* Request:
Copy the whole listing below, line for line, with no changes.

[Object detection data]
........

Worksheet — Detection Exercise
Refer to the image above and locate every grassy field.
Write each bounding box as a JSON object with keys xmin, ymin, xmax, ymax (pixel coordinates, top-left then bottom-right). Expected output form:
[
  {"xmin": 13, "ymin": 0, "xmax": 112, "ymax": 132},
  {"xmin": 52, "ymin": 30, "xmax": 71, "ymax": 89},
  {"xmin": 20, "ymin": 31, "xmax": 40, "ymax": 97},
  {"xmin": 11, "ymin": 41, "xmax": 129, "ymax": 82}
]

........

* Full answer:
Worksheet — Detection Exercise
Refer to the image above and locate every grassy field.
Write each bounding box as a JSON object with keys xmin, ymin, xmax, ymax (pixel coordinates, top-left then bottom-right). Expected output form:
[
  {"xmin": 13, "ymin": 0, "xmax": 112, "ymax": 132},
  {"xmin": 52, "ymin": 30, "xmax": 71, "ymax": 89},
  {"xmin": 20, "ymin": 31, "xmax": 40, "ymax": 97},
  {"xmin": 11, "ymin": 41, "xmax": 129, "ymax": 82}
]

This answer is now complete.